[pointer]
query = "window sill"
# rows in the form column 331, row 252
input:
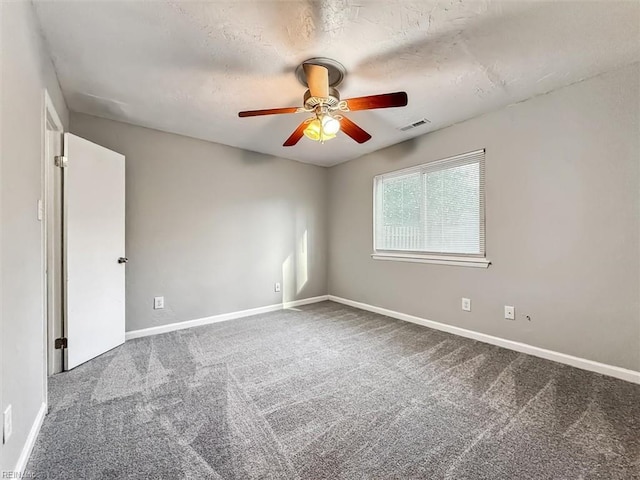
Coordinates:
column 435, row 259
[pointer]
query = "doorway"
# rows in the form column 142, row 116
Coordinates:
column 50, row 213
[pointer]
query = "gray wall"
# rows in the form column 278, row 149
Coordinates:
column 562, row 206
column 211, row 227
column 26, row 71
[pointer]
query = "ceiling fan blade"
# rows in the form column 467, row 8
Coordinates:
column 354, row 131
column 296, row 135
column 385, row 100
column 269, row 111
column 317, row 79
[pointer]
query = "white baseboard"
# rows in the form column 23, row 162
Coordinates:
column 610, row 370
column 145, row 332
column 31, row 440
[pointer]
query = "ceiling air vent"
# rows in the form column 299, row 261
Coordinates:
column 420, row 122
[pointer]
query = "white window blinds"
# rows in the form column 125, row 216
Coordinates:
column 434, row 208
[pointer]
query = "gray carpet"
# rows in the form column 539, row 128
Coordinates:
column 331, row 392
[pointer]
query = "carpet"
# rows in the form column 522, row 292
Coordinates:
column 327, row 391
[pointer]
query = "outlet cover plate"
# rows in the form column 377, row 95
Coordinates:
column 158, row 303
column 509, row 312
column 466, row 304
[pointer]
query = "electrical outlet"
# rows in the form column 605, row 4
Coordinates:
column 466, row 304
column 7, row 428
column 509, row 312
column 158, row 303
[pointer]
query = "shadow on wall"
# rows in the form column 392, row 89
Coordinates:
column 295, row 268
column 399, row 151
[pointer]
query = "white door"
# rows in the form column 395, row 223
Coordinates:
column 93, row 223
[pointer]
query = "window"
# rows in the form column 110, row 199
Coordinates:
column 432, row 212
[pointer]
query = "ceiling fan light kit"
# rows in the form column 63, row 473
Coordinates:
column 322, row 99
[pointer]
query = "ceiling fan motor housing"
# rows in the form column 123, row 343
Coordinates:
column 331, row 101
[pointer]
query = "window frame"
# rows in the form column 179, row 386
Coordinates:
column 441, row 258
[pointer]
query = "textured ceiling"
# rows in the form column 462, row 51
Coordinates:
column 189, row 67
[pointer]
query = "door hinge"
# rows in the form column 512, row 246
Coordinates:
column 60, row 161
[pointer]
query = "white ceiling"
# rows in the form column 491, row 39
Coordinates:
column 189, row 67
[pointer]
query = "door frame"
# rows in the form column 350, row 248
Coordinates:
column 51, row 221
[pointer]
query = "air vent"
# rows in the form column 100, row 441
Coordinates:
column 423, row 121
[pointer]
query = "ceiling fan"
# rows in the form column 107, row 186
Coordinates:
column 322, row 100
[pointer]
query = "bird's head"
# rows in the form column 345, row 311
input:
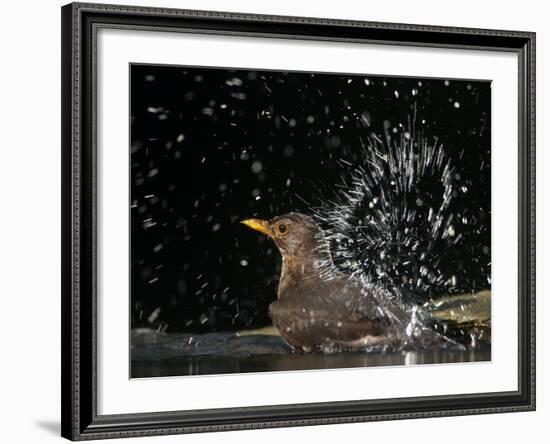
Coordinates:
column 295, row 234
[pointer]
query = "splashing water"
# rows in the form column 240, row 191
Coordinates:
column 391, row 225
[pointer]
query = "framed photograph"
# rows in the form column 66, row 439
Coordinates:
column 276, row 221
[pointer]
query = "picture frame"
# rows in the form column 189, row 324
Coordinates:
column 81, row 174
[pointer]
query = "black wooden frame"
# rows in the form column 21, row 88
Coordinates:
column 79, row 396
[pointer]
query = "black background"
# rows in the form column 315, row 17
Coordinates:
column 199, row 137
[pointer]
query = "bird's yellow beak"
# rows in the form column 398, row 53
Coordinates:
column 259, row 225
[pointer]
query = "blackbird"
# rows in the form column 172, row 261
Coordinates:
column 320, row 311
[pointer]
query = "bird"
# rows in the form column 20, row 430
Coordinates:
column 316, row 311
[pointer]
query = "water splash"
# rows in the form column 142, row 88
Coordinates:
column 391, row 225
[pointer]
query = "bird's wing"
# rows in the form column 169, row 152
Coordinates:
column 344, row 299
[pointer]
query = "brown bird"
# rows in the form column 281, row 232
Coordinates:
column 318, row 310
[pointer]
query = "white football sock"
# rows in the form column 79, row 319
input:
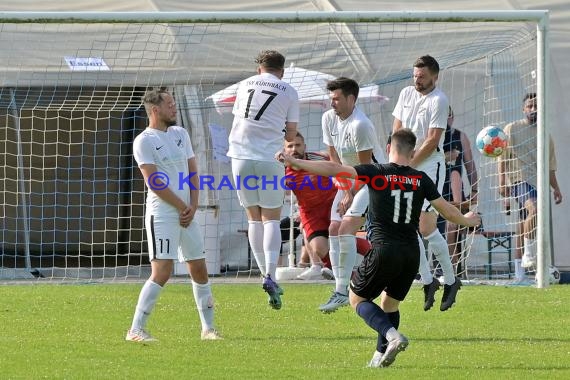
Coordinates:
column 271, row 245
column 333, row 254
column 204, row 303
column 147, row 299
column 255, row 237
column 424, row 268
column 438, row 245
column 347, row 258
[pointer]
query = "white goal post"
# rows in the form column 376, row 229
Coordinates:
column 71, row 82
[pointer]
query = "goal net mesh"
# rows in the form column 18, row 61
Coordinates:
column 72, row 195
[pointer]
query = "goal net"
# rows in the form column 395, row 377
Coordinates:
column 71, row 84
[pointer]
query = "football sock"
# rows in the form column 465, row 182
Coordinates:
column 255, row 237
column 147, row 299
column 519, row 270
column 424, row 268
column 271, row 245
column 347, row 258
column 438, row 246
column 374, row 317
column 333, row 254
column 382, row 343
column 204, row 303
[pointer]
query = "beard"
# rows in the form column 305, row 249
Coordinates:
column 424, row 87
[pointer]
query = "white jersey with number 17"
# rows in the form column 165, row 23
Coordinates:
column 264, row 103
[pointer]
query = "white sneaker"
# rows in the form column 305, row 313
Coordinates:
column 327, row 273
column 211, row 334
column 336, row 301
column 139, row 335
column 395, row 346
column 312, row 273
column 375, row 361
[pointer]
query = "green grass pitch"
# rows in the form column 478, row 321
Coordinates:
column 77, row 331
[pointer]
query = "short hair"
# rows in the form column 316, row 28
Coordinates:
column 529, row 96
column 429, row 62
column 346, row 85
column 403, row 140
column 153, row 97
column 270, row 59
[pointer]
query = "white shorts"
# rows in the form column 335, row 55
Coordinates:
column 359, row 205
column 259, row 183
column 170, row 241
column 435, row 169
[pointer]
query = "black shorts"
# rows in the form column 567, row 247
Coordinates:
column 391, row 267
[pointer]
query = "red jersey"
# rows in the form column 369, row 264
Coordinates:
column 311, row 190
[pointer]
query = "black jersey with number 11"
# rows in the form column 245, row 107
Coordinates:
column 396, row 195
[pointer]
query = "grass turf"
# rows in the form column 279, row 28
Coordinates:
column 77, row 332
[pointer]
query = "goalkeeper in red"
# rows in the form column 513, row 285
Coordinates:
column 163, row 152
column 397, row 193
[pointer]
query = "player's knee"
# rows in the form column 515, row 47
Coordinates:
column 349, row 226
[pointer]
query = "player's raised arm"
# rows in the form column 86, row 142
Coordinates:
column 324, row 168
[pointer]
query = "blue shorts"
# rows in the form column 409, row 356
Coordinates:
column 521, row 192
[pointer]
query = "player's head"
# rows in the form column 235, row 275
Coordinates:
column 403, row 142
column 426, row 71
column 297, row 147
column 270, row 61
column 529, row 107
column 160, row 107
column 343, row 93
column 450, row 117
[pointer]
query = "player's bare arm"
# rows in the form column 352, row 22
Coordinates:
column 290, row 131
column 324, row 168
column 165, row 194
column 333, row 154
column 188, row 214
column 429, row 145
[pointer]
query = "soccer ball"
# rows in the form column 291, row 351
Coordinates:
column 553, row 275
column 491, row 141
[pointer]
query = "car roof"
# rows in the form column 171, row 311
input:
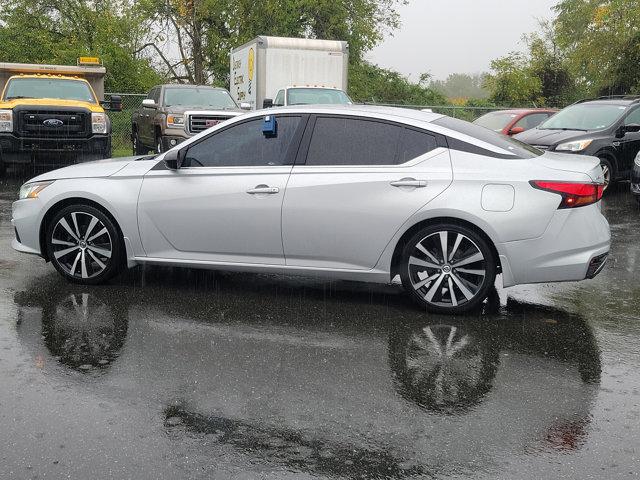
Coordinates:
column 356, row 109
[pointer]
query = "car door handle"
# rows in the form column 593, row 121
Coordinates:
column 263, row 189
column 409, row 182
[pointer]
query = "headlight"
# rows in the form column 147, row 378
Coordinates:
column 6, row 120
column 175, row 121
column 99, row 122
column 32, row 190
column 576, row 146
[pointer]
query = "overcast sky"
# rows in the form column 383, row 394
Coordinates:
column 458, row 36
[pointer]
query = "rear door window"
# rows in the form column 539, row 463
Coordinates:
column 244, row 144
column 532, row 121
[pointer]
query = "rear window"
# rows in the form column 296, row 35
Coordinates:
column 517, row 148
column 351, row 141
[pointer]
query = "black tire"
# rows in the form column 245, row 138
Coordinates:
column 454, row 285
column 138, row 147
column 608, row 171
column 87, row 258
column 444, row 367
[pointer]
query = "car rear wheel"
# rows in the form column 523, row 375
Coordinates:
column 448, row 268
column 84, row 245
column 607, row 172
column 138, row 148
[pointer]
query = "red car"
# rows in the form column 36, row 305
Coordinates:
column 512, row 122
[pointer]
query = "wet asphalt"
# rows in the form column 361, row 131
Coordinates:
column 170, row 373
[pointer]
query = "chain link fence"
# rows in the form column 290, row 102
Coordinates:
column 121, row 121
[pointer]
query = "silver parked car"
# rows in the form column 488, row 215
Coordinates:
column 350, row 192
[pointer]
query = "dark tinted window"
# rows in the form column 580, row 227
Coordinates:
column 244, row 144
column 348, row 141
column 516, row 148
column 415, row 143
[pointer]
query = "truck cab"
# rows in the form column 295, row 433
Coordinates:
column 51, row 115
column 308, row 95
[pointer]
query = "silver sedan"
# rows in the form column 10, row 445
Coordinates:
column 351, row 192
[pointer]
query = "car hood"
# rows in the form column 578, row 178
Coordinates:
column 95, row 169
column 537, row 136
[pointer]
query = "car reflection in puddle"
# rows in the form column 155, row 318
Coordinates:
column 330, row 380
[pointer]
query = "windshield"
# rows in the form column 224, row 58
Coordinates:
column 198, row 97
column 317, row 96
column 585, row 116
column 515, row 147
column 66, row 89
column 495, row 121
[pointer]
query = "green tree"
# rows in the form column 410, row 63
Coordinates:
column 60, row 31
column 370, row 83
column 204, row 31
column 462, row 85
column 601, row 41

==

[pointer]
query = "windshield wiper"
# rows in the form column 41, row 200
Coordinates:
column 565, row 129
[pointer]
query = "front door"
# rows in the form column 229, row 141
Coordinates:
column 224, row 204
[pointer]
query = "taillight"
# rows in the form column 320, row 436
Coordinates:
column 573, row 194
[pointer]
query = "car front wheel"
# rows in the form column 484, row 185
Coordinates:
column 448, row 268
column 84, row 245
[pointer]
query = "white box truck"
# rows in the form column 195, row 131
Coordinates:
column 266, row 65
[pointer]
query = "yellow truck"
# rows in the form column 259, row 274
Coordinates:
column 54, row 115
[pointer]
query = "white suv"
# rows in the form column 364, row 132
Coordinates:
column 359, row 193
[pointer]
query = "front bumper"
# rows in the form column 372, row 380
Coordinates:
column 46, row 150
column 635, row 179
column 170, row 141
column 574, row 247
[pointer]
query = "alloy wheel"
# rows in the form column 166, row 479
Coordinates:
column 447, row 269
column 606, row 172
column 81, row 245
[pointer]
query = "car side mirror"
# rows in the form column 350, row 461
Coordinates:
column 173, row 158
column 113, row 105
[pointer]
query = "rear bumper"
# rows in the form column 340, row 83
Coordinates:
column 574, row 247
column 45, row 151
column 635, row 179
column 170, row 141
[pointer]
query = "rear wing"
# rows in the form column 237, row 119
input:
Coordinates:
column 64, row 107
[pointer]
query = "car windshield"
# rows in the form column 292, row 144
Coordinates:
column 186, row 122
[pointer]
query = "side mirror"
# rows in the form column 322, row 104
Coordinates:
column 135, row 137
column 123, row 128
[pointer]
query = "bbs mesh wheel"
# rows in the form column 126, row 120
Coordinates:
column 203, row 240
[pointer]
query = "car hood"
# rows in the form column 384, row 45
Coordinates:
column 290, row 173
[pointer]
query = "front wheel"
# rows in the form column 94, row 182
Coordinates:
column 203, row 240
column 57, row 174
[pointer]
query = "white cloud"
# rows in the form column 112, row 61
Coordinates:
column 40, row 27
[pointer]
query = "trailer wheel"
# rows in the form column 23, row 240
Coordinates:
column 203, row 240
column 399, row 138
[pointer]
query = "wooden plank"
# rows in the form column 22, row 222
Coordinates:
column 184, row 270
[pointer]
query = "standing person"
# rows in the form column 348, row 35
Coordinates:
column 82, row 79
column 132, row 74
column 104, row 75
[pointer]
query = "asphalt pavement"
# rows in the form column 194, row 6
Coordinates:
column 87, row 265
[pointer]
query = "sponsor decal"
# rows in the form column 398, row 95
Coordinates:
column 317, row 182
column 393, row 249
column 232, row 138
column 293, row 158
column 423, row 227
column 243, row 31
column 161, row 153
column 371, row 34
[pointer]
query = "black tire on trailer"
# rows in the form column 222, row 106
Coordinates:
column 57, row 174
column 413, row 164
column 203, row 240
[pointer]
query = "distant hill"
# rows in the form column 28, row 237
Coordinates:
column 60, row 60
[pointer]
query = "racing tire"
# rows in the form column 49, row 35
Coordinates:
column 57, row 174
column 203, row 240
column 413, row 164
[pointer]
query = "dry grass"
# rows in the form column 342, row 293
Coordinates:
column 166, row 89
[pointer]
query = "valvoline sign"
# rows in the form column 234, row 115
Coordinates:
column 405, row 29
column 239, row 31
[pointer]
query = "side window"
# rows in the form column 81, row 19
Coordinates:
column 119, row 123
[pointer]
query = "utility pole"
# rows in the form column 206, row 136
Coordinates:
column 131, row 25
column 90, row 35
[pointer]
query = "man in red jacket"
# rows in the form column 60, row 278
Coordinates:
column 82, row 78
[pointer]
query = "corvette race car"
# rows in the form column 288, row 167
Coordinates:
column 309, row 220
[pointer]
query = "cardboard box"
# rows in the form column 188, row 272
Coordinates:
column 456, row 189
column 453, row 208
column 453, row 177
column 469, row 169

▸ Exercise aim
Look through the material above and pick out each line holding the word "jersey".

▸ Exercise output
query = "white jersey with number 17"
query = "red jersey"
query = "black jersey with number 11"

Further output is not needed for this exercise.